• What to do
Your answer must contain each line of the listing in which "roll" appears, copied in full.

• Records provided
——

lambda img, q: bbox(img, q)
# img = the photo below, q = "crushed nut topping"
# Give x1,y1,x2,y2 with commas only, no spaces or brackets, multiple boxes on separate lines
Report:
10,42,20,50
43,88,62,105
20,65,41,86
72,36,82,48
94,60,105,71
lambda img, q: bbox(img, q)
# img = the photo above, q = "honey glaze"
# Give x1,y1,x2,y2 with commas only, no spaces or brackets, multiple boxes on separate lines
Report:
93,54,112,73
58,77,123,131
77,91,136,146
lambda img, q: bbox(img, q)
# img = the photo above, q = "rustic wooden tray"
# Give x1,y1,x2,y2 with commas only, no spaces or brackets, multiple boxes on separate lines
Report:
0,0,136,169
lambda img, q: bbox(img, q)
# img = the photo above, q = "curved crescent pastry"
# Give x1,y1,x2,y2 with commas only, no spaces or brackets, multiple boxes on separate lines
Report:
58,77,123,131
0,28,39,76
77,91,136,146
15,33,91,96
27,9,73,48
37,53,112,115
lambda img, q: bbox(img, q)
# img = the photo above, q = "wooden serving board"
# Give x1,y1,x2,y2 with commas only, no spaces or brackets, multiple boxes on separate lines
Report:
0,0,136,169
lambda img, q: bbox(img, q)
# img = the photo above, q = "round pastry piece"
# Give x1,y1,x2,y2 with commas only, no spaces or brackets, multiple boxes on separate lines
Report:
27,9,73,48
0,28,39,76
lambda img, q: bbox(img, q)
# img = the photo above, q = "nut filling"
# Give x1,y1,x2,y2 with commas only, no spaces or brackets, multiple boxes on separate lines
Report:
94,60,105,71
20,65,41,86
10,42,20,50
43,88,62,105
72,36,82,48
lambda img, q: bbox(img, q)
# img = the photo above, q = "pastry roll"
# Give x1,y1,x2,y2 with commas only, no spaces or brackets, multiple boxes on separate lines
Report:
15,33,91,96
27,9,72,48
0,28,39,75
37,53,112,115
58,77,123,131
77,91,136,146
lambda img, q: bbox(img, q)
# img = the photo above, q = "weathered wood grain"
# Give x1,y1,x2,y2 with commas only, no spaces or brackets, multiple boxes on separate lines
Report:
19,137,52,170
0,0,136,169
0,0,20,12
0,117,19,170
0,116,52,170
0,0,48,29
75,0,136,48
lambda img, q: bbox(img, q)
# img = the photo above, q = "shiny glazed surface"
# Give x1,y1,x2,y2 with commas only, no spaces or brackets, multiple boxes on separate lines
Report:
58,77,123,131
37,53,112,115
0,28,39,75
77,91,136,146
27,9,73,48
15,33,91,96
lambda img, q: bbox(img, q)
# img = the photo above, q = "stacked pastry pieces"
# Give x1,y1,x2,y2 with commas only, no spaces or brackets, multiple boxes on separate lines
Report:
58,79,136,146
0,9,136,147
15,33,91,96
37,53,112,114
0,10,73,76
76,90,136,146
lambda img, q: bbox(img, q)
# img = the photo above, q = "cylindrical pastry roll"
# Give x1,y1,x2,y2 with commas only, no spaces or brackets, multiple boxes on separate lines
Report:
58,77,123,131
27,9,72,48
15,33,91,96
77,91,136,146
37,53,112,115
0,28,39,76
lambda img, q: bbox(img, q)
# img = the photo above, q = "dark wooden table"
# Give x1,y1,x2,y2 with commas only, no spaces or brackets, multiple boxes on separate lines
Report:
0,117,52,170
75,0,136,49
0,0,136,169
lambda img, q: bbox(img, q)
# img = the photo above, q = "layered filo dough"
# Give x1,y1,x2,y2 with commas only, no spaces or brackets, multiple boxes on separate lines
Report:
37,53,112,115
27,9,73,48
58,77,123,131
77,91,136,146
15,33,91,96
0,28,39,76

——

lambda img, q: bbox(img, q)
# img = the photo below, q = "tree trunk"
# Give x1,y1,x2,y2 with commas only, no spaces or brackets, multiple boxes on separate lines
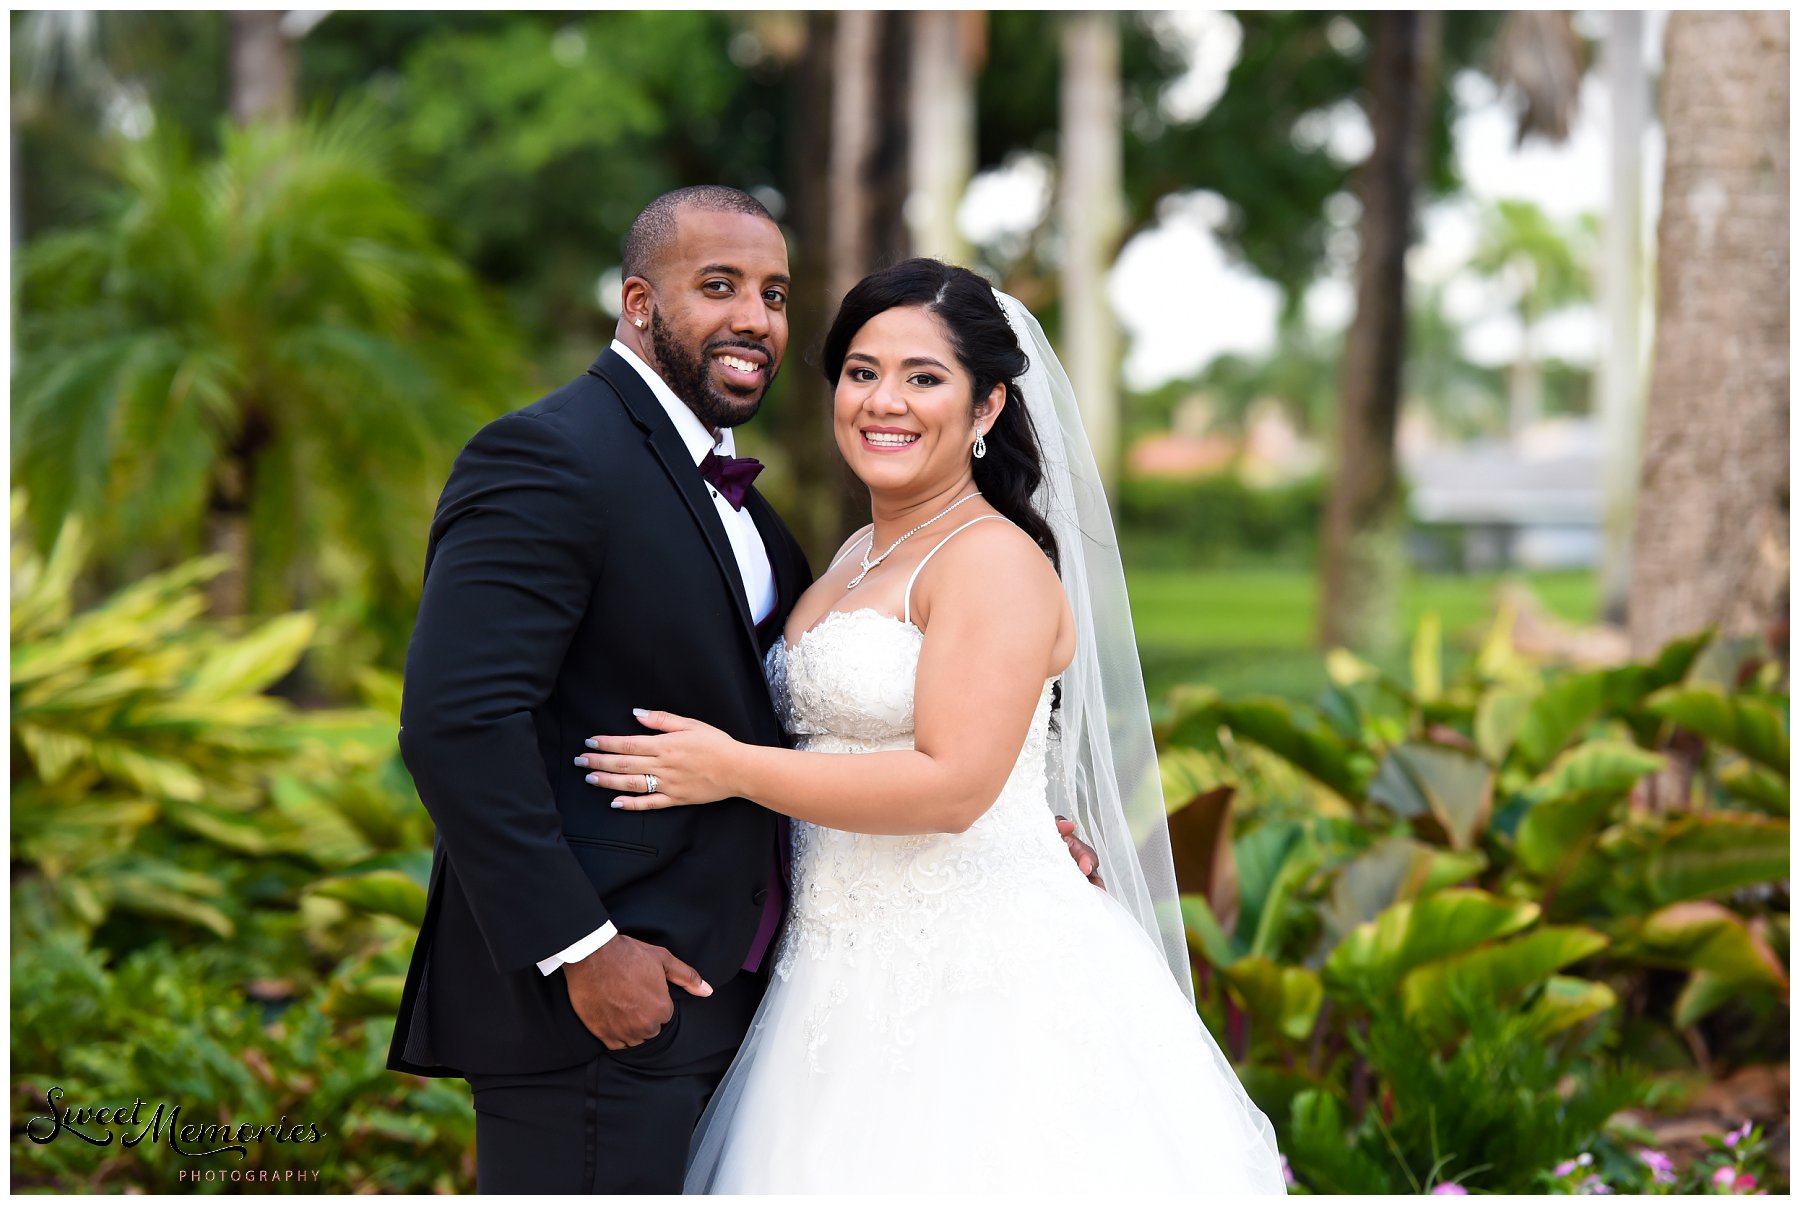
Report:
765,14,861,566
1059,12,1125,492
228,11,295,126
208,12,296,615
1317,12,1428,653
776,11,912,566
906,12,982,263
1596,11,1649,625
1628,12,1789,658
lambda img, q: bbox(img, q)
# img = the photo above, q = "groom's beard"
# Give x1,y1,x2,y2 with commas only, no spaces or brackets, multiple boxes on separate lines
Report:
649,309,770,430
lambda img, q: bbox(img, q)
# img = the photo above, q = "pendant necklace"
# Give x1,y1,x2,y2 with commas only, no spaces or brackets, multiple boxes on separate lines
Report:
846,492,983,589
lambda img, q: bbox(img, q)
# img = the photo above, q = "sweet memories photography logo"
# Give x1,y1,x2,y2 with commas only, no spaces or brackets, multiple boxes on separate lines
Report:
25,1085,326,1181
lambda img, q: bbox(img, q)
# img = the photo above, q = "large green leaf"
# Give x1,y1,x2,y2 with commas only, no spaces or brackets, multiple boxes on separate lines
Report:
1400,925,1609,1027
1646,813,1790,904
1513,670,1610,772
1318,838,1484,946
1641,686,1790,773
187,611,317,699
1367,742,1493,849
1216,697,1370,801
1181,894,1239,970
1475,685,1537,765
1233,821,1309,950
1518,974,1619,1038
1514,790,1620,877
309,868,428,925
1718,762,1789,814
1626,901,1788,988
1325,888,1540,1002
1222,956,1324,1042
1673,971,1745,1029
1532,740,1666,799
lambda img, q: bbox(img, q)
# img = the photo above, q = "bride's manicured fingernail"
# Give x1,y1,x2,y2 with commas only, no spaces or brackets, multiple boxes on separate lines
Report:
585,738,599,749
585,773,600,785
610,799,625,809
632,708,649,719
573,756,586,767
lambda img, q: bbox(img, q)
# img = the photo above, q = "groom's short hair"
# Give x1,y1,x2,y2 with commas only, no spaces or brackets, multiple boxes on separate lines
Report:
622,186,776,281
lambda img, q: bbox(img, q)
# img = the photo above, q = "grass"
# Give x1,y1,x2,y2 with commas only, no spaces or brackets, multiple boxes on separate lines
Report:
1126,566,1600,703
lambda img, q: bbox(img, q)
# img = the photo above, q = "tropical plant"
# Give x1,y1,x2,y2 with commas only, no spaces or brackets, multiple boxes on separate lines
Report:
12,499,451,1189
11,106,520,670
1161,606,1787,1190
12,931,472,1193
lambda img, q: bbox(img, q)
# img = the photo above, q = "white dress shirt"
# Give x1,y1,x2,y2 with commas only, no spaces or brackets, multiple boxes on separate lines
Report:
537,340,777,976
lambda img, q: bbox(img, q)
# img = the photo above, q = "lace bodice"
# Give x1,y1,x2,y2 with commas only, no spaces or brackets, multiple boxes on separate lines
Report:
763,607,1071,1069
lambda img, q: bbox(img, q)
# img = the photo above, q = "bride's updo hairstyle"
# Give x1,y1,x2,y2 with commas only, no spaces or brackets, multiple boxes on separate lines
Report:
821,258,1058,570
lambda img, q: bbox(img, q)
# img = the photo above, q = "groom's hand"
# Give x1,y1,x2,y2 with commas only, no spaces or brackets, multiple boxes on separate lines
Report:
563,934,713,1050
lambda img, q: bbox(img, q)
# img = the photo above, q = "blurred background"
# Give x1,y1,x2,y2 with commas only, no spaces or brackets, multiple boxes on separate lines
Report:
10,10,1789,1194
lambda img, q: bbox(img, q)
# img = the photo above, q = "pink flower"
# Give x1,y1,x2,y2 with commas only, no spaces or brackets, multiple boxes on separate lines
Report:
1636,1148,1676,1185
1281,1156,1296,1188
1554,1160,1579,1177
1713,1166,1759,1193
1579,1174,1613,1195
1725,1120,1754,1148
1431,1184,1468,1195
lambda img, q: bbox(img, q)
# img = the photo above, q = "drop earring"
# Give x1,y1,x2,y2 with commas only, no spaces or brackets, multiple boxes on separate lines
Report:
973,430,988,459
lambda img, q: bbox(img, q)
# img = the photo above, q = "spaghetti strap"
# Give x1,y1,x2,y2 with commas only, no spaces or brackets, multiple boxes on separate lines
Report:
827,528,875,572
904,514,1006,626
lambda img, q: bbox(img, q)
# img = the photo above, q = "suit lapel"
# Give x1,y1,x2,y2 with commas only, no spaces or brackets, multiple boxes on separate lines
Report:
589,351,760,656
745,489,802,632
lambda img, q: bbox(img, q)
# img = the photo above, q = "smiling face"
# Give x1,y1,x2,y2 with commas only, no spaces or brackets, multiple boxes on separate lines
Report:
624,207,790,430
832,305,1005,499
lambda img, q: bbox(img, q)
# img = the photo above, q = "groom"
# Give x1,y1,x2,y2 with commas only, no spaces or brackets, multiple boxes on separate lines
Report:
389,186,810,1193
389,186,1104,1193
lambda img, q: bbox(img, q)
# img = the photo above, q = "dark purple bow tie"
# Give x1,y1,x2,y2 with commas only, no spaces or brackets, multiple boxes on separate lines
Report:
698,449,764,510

——

• Your response
# img = the photo above, q = "pastry roll"
# img = the photo above, q = "cylindrical pastry roll"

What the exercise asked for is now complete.